Tarefas:
1. No trecho sobre Stellar Blade, reescreva de forma mais curta o parágrafo que começa com "Quando NieR: Automata lançou em 2017", mantendo os fatos principais.
2. Continue o trecho sobre a sexualização de personagens em jogos a partir da última frase apresentada.

Trecho:
Com o lançamento de Stellar Blade cada vez mais próximo, e uma demo tendo sido lançada no último dia 29, a discussão em torno da sexualização da protagonista Eve está mais forte do que nunca. Muitos acusam o jogo de ser “apenas uma ferramenta pra p$#$ta”. Eu joguei a demo e discordo das acusações, e gostaria de abrir uma discussão sobre.
Eu gostaria de começar esse texto dizendo que eu gosto de observar o mundo em tons de cinza. Não aquele livro ruim, pelo amor de Deus, mas no sentido de evitar enxergar as coisas apenas como “branco e preto”. Ninguém é totalmente bom ou ruim, e nem tudo deve ser jogado na cesta de “isso é certo”, “isso é errado”.
Quando NieR: Automata lançou em 2017, um dos principais comentários que se via pela internet era a discussão em torno do corpo da personagem principal, 2B. Mais especificamente: a sua bunda. Até hoje existem pessoas que resumem o jogo a apenas uma grande sexualização da mulher, e se recusam a encostar no título.
Porém, as roupas e o corpo de 2B são apenas um elemento dentro de uma história e personagens complexos. E ironicamente, a androide da YoRHa é uma mulher com personalidade e história melhor desenvolvidas do que outra personagem que não passou por nenhuma polêmica do tipo: Aloy.
Não se enganem, eu sou fã de Horizon. Eu fui uma criança viciada em dinossauros, e a mistura de dinossauros com robô é tudo que eu precisava. E mesmo gostando do design da personagem, eu sou obrigada a ressaltar que fora o fato dela ser uma guerreira muito boa que derruba máquinas gigantes em minutos, a Aloy não passa muito disso.

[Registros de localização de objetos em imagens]

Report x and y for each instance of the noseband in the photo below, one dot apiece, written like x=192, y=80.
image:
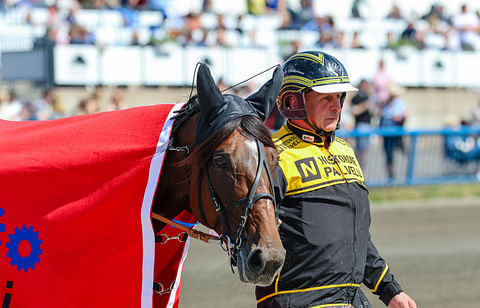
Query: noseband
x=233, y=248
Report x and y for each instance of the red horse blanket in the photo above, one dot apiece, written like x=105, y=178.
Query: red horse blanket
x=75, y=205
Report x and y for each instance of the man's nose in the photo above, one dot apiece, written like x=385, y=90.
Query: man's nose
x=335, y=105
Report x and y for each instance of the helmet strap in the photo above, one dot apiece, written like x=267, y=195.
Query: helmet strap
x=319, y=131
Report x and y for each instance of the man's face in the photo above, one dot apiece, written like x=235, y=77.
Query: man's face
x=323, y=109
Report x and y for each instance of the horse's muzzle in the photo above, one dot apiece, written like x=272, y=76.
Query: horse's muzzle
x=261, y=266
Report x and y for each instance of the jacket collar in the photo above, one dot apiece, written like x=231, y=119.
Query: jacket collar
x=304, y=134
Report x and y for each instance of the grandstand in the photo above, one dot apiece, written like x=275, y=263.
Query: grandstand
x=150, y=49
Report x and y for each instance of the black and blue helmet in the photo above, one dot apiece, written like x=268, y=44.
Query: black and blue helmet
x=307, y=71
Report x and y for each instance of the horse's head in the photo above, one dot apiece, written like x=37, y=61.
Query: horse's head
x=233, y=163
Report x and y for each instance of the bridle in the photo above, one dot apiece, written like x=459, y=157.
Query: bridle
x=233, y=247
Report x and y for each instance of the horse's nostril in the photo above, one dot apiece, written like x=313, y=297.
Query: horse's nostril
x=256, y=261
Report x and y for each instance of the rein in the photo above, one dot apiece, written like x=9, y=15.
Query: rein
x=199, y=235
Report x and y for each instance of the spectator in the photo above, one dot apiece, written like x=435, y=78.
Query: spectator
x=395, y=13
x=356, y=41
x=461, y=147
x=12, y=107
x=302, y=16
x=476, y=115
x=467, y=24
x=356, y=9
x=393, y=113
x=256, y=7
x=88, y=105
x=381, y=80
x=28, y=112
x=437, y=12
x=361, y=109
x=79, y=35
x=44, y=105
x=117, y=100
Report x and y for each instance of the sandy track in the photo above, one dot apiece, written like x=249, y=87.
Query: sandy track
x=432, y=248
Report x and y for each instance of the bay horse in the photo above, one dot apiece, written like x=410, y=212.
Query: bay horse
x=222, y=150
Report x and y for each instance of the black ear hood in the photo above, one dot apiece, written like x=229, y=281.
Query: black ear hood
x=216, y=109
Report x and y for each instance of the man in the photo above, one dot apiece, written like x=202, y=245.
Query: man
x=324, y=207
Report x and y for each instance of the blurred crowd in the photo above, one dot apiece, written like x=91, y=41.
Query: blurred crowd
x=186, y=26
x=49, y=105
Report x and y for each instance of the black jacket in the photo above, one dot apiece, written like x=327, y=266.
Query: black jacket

Resultados:
1. Em 2017, com o lançamento de NieR: Automata, muito se comentou na internet sobre o corpo da protagonista 2B, sobretudo sua bunda. Até hoje há quem reduza o jogo à sexualização da mulher e se recuse a jogá-lo.

2.
Apesar das relações interpessoais dela terem sido exploradas melhor na sequência, Horizon Forbidden West, ela continua sendo uma personagem extremamente rasa. Apesar de ter convivido com um pai adotivo devoto à religião dos Nora, ela é extremamente ignorante com outros personagens que tenham a sua fé, está sempre com cara de brava, atropela os sentimentos alheios e só liga para cumprir seus objetivos. É isso. Aloy quase nunca passa por conflitos internos ou demonstra alguma fraqueza para os jogadores.
Em apenas uma hora de demo de Stellar Blade, eu senti mais pinceladas de uma construção de personagem em Eve, do que em 2 jogos de Horizon. Na primeira cena do jogo, é possível sentir o seu medo, ela passa pelo trauma de ver todo o seu esquadrão morto na sua frente, e ela também tem uma certa ignorância por coisas da humanidade, o que a faz ser curiosa.
Pra mim, Aloy cai na mesma categoria que outra famosa personagem feminina: Rey, de Star Wars. Ambas passam a sensação de que são mulheres apenas por marketing, sendo mal exploradas e escritas. Eu considero isso mais prejudicial ao feminismo do que colocar uma roupa colada numa mulher de glúteos substanciais.
Mulheres são plurais, pegar um personagem masculino, manter uma personalidade mais masculina e apenas transformá-lo em uma mulher não é uma boa representação. É apenas uma pequena parte de um grupo muito maior. Um bom exemplo está em As Crônicas do Gelo e do Fogo, conhecida mundialmente por sua adaptação em série pela HBO: Game of Thrones. George R.R. Martin é maravilhoso em representações plurais, mostrando o mais variado tipo de mulheres. E é muito bom em mostrar aquela questão do cinza que citei no começo do texto. Os personagens dele não se resumem em “bons” ou “ruins”.
Brienne of Tarth é a guerreira que foi contra todos os preconceitos de Westeros e, apesar de ser muito comparada a um homem por outras personagens da obra pela sua aparência, ainda demonstra doçura em diversos momentos. Arya é a típica “maria-moleque”, desde criança tendo atitudes e pensamentos que desviam do que é esperado de uma garota da idade dela.
Como contraponto, temos Cersei, que é a manipuladora que sabe usar de sua beleza e atributos para conseguir o que quer, sendo uma personagem extremamente forte e feminina. Sansa era a garota sonhadora que queria viver um conto de fadas, até ter tudo arrancado de si e acaba tendo uma transformação completa em sua personalidade. Daenerys é o equilíbrio entre ser mais feminina ou masculina, e conquistando uma legião de fãs pela sua determinação em conseguir o que quer. Sem contar o fato de ter domado três dragões.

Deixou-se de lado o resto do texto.